Task details>
Resume the newsletter article on reducing roadway departure and pedestrian crashes, starting after its last line.

NJLTAP Enews Volume 20 – Issue 5 – September/October 2018

According to national traffic data from the U.S. Department of Transportation, severe and fatal crashes are on the rise across the country, increasing 5.6 percent from 2015 to 2016.

Two crash types in particular pose a significant challenge – those resulting from roadway lane departures and pedestrian-involved incidents. In fact, these two crash types combined account for more than 65 percent of roadway fatalities nationwide.

To help reduce these crashes, the fifth round of the FHWA Every Day Counts (EDC-5) program includes innovations dedicated to helping State and local agencies address these crash types.

The Reducing Rural Roadway Departures innovation is new for EDC-5 and the Safe Transportation for Every Pedestrian (STEP) effort was so successful in EDC-4 that it was selected to continue in round 5. The deployment teams that support these innovations will spend the next 2 years promoting proven safety countermeasures and best practices to help reduce these crash types through technical assistance, outreach, training, and more.

Reducing rural roadway departures

In 2016, 18,590 lives were lost on rural roads—more than half of all traffic deaths—even though only 19 percent of the U.S. population lived in rural areas. However, substantial safety improvements can be difficult to make because of the sheer size of the rural road network. There are almost three million miles of rural roadway in America, accounting for approximately 70 percent of public road mileage. That network is most often operated by local agencies with limited resources in safety analysis or planning.

Two-thirds of all rural roadway fatalities involve a roadway departure, where a vehicle crosses a center line, an edge line, or leaves the traveled way where there are no pavement markings. But with so many miles of rural roadways, it can be difficult to select the locations where applying roadway departure countermeasures will do the most good. Some of the suggested countermeasures are:

  • Roadway departure countermeasures that can be applied systemically include:
  • Signing and markings to delineate lane edges and alignment changes, helping drivers navigate.

Supplied data>

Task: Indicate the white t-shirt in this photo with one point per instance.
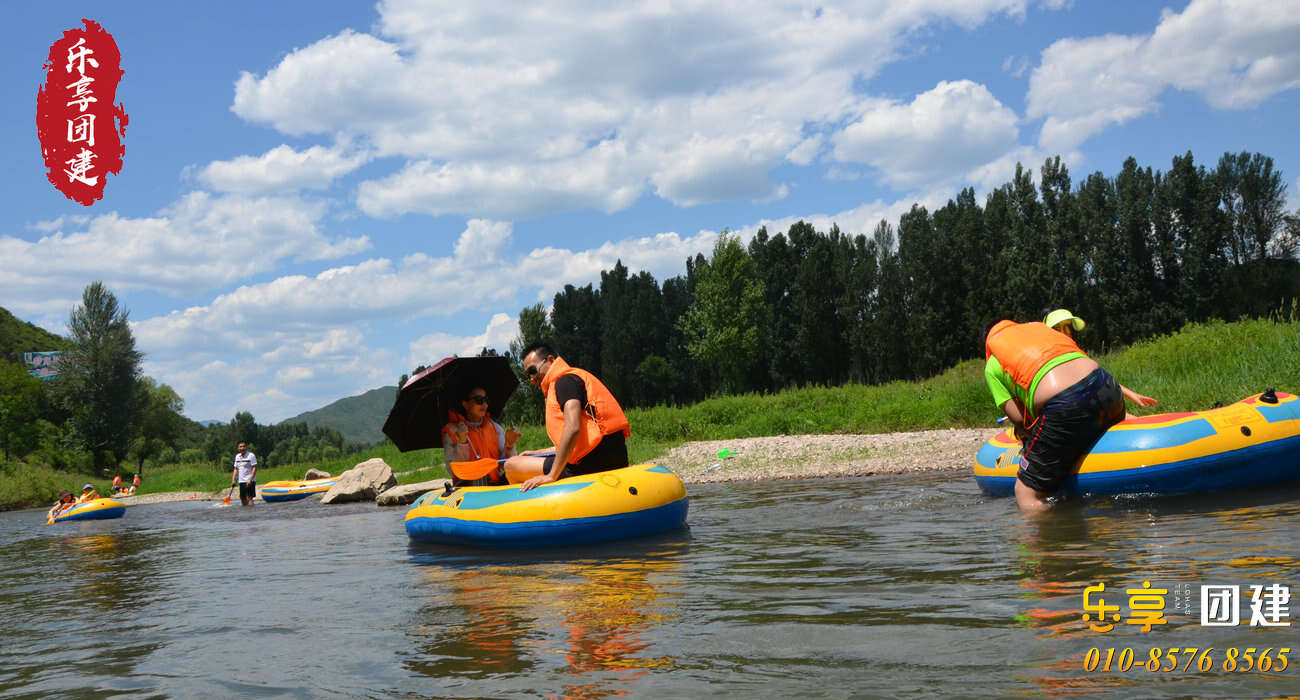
(245, 463)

Exercise response>
  • Rumble strips to alert drowsy and distracted drivers drifting from their lane.
  • Friction treatments at curves or other at-risk locations to reduce loss of control.
  • Shoulders, the SafetyEdgeSM, and clear zones to provide opportunities for a safe recovery when drivers leave the roadway.

Crashworthy roadside hardware to help reduce the severity of roadway departure crashes.

Safe transportation for every pedestrian (STEP)

In 2016, the nation witnessed the most pedestrian fatalities since 1990, with pedestrians accounting for approximately 16 percent of all roadway fatalities (5,987). The vast majority of these deaths (72 percent) occurred while people crossed a roadway at mid-block (or other locations away from intersections), while 18 percent of these fatalities occurred at intersections.

By focusing on both urban and rural pedestrian crossings, agencies can comprehensively address a significant national safety problem and improve the quality of life for pedestrians of all ages and abilities. The STEP innovation deployment team will promote and help agencies implement the following cost-effective countermeasures. These countermeasures can also be applied using a systemic approach to reduce these crashes and bring measured safety benefits at uncontrolled and signalized pedestrian crossing locations.

  • Rectangular rapid flash beacons (RRFBs) are active (user-actuated) or passive (automated detection) amber LEDs that use an irregular flash pattern. They can be placed at mid-block or uncontrolled crossing locations and significantly increase driver yielding behavior.
  • Leading pedestrian intervals (LPIs) at signalized intersections allow pedestrians to walk—usually 3 to 4 seconds—before vehicles get a green signal to turn left or right. The LPI increases visibility for pedestrians, reduces conflicts, and improves vehicular yielding.
  • Road diets can reduce vehicle speeds and the number of lanes pedestrians cross, and they can create space to add new pedestrian facilities such as pedestrian crossings and refuge islands.
  • Pedestrian hybrid beacons (PHBs) provide positive stop control in areas with high pedestrian traffic volumes. The PHB is an intermediate option between a flashing beacon and a full pedestrian signal.
  • Pedestrian crossing/refuge islands allow pedestrians a safer place to stop at the midpoint of the roadway before crossing the remaining distance. This is particularly helpful for older pedestrians or pedestrians with limited mobility.
  • Raised crosswalks can serve as a traffic calming measure and reduce vehicle speeds.
  • Crosswalk visibility enhancements, such as crosswalk lighting and enhanced signage and markings, help drivers detect pedestrians—particularly at night.
  • With more and more drivers and pedestrians on the roads every year, and roadway fatalities on the rise, now is a key time to address two of our most persistent roadway safety issues.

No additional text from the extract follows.